WORK TO COMPLETE ▸ Copy only what runs from the line containing "Where can the black jeans" through the end of the material below, line for line, with both ends included.

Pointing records
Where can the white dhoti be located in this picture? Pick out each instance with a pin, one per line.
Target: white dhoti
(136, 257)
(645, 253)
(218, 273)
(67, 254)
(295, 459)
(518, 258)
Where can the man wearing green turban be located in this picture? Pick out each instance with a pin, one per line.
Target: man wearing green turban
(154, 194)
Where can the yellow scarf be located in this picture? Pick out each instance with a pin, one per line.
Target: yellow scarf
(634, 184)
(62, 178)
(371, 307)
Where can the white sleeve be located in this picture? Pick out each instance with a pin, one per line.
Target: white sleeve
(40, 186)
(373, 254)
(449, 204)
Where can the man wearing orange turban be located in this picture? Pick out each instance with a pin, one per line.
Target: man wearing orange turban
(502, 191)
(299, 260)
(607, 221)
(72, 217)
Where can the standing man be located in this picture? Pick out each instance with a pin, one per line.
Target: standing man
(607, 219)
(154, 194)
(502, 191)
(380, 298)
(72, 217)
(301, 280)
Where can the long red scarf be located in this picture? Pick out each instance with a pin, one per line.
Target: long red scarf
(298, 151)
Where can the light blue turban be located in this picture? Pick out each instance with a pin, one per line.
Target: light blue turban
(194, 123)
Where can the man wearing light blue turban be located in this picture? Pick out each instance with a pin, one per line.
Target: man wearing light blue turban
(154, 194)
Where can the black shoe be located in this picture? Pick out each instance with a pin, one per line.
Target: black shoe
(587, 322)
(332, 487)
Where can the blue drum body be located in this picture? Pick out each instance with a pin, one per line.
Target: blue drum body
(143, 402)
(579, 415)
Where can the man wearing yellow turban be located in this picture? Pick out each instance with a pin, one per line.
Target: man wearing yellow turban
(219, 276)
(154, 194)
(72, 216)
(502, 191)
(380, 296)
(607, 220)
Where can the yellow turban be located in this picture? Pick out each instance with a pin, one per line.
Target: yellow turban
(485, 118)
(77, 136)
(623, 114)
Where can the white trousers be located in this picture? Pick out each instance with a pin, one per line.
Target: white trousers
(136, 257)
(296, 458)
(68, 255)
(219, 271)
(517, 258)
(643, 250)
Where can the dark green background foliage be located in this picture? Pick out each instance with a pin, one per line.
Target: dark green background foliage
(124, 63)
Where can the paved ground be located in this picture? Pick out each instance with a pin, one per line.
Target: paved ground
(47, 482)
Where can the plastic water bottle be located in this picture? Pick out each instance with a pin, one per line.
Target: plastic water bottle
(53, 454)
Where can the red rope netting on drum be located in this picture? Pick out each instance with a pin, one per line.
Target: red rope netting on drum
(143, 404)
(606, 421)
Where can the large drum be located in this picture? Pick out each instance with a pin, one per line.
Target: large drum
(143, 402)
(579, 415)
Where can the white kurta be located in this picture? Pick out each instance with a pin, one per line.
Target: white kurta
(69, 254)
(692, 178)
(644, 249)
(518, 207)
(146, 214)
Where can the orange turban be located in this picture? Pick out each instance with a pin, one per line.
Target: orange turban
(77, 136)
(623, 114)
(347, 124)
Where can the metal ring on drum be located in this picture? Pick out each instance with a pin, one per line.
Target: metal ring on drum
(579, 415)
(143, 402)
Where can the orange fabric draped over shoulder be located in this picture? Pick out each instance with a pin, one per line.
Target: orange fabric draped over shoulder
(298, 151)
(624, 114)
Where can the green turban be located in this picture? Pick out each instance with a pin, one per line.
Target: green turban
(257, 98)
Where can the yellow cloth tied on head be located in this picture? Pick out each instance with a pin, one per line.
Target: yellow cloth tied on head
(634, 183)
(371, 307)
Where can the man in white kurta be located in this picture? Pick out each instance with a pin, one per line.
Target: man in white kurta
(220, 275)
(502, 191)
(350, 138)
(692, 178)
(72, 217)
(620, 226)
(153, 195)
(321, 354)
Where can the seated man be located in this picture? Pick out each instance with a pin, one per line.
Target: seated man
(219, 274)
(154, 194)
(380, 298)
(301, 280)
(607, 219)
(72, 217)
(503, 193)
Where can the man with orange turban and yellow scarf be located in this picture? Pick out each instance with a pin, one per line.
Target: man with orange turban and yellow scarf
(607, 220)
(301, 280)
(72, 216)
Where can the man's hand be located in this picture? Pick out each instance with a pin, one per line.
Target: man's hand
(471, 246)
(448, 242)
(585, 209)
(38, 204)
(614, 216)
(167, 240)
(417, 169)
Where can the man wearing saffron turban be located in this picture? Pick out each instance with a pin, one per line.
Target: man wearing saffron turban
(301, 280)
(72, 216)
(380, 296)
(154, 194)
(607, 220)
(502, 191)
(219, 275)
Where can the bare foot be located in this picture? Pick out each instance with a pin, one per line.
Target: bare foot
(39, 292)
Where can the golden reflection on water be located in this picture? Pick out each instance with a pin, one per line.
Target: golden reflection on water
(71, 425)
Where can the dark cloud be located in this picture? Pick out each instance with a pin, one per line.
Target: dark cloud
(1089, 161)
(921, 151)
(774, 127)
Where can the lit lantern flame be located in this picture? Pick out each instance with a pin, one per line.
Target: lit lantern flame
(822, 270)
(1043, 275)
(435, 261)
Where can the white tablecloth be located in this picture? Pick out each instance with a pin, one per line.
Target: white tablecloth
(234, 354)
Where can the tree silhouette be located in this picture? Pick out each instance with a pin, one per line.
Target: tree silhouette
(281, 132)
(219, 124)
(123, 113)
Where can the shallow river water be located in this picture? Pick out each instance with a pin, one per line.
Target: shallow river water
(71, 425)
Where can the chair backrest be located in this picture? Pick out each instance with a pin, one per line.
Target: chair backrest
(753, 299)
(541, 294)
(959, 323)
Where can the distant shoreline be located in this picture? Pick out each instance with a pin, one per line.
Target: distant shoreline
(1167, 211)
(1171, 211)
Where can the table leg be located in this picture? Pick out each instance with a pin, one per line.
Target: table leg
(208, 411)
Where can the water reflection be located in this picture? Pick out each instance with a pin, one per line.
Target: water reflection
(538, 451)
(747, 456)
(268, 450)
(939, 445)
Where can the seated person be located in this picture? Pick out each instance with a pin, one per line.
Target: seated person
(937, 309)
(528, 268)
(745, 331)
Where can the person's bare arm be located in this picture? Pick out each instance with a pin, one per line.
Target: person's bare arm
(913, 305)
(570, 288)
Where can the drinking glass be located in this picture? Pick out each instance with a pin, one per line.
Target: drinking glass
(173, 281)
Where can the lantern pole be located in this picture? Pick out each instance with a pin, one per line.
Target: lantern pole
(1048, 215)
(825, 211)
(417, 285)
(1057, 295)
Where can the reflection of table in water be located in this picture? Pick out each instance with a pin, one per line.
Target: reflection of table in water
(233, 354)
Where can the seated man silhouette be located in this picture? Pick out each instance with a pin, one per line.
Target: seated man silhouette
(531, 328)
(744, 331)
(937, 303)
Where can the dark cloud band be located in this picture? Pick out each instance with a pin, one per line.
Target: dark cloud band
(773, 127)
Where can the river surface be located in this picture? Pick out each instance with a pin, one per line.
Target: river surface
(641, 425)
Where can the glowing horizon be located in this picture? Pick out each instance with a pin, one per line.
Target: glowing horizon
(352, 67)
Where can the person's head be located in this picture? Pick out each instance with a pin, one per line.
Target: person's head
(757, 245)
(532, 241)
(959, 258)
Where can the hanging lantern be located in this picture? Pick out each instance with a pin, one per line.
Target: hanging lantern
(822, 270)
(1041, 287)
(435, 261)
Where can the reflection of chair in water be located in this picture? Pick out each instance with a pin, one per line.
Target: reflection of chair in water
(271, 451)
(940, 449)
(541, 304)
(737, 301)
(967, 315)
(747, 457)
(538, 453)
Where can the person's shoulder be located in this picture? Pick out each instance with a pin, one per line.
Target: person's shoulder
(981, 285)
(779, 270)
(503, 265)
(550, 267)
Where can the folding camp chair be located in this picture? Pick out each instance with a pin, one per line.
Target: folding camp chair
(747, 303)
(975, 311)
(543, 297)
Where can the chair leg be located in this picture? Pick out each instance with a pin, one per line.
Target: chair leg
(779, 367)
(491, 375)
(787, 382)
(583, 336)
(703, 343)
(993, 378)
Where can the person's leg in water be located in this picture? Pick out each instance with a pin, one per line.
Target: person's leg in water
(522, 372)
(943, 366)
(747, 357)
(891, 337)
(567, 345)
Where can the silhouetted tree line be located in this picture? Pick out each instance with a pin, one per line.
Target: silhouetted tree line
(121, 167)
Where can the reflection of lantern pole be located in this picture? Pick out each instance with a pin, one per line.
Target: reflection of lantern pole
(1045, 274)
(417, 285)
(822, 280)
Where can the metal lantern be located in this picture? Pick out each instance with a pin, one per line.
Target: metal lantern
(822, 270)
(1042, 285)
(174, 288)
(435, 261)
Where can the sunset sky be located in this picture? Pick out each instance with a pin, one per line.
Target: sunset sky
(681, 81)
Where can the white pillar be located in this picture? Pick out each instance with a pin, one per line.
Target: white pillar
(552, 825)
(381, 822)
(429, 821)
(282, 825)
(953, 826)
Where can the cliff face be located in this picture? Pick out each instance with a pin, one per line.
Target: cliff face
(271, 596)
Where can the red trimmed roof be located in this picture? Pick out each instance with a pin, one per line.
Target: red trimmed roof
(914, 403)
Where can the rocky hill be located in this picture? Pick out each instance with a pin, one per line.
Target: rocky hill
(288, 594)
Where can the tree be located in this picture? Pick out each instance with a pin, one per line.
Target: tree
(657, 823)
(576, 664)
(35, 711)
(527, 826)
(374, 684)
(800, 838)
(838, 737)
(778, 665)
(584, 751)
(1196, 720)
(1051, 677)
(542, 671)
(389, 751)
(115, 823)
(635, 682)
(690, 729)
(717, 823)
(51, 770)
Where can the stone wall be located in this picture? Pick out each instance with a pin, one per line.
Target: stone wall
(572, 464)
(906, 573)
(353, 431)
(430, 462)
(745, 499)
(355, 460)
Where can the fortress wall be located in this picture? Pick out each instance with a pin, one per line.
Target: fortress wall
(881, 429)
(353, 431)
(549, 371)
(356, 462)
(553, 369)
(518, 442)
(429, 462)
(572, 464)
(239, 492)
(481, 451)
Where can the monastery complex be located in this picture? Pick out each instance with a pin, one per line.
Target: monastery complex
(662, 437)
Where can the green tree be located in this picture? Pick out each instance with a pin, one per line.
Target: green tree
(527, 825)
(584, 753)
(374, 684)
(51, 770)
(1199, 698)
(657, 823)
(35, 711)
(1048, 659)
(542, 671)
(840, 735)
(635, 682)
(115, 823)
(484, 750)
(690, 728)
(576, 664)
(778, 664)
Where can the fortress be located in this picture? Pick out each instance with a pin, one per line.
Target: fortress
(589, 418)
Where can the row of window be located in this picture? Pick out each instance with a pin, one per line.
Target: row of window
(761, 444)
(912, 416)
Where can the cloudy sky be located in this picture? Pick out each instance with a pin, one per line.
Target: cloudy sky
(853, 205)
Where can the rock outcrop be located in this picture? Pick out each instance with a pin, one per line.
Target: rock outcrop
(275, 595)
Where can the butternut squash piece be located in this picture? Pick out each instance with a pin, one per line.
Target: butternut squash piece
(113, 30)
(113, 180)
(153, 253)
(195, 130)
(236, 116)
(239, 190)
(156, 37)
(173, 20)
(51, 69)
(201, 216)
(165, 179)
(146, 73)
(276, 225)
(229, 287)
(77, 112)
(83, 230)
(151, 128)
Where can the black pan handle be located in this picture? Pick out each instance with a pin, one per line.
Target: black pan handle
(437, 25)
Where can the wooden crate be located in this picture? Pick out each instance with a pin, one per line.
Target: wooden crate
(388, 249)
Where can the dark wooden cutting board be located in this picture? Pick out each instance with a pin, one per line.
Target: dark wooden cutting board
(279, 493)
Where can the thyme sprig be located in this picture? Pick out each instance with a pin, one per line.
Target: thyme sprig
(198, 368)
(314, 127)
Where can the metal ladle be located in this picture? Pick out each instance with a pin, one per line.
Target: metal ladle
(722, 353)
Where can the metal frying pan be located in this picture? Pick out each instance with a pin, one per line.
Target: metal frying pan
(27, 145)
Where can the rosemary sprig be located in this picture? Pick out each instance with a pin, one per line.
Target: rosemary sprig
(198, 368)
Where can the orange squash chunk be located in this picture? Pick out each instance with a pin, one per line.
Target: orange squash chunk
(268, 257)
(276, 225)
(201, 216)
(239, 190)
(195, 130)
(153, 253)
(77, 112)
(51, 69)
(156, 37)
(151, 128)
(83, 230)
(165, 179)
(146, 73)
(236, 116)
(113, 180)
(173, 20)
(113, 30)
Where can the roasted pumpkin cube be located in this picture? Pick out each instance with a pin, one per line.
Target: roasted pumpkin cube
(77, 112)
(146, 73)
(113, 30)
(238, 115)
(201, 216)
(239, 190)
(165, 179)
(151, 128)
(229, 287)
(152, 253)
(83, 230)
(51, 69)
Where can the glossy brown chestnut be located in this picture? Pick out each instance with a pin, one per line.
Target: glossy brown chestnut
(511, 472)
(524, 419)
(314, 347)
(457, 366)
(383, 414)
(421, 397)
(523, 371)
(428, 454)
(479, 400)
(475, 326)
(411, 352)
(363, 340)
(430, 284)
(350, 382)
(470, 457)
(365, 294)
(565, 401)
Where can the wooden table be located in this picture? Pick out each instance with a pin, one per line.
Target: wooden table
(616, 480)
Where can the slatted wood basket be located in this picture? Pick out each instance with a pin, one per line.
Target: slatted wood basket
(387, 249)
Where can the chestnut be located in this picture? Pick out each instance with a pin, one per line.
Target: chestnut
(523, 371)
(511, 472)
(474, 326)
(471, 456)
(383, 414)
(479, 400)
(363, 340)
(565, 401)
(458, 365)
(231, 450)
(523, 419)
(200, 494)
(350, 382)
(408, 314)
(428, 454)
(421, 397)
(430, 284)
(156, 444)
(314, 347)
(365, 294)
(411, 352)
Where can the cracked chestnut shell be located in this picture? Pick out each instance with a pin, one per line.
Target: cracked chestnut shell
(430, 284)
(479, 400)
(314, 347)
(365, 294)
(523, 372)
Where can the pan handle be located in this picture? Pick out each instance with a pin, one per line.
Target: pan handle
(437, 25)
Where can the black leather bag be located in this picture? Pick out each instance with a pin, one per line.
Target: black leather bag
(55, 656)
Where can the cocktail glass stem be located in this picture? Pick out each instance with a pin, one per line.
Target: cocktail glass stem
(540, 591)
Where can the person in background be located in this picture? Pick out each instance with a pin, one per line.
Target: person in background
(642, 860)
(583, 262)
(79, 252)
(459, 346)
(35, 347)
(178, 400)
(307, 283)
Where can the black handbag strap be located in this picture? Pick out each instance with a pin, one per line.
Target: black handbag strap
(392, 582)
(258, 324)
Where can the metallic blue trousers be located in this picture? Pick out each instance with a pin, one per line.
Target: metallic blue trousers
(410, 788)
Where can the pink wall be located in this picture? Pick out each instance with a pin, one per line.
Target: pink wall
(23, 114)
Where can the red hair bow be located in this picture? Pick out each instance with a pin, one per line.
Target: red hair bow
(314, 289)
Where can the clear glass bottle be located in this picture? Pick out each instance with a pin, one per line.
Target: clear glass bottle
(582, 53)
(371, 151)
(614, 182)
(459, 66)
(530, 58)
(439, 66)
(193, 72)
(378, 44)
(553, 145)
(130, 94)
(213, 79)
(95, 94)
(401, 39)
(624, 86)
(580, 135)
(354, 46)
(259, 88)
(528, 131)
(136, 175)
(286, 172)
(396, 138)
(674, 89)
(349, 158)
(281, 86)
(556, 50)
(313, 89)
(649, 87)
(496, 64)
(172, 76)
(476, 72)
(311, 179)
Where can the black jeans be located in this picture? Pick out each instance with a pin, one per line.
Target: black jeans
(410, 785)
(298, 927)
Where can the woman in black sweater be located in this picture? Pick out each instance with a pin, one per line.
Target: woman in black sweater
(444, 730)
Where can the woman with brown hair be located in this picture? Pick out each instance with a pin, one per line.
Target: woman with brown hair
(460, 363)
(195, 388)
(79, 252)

RESULT ▸
Where can the black jeans be located in this picture? Pick out each instance with a pin, one per line.
Target: black jeans
(410, 785)
(298, 927)
Where can the woman in black sweater be located in this picture? Pick out each instance with a pin, one per line.
Target: woman in black sweater
(444, 730)
Where can the woman with brown hair be located in this picture? Pick out each instance with a pin, one per line.
Target: woman with brown hair
(460, 363)
(195, 388)
(79, 252)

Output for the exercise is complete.